┌─ Given entries

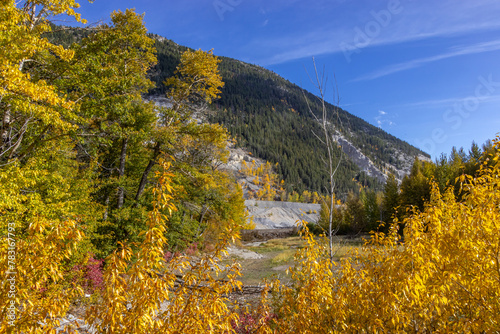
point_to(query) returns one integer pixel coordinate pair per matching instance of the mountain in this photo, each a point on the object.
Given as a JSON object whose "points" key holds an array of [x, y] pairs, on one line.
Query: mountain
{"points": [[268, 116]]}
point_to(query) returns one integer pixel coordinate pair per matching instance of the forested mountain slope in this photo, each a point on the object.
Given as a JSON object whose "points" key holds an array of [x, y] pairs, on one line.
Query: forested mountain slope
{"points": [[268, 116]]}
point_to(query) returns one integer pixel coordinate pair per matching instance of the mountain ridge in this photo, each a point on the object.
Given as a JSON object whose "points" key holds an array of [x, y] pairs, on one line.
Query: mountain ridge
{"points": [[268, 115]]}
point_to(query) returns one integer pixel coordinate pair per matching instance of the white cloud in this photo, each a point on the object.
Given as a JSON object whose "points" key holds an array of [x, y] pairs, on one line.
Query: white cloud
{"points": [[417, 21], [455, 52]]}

└─
┌─ Given entries

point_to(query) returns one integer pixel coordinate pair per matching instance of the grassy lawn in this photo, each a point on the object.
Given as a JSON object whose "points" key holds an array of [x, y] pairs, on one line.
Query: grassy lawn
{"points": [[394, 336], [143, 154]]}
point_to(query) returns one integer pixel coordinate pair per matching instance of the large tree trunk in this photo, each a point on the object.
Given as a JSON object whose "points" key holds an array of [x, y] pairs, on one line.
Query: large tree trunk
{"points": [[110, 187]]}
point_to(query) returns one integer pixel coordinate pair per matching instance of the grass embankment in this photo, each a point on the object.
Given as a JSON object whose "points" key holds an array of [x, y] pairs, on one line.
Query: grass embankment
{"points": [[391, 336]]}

└─

| Description of the task |
Give back, word for word, only the lines above from the line holding "the mountain in" to the line holding "of the forested", both included.

| Solution |
point_to(query) returns one integer pixel coordinate pair per matching instance of the mountain in this photo, each a point on the object.
Given as a JSON object whose "points" key holds an array of [x, y] pairs, on one line.
Query: mountain
{"points": [[268, 116]]}
point_to(query) returns one integer pixel coordinate pair per matching instance of the forested mountain slope in this photo, each a point on the object.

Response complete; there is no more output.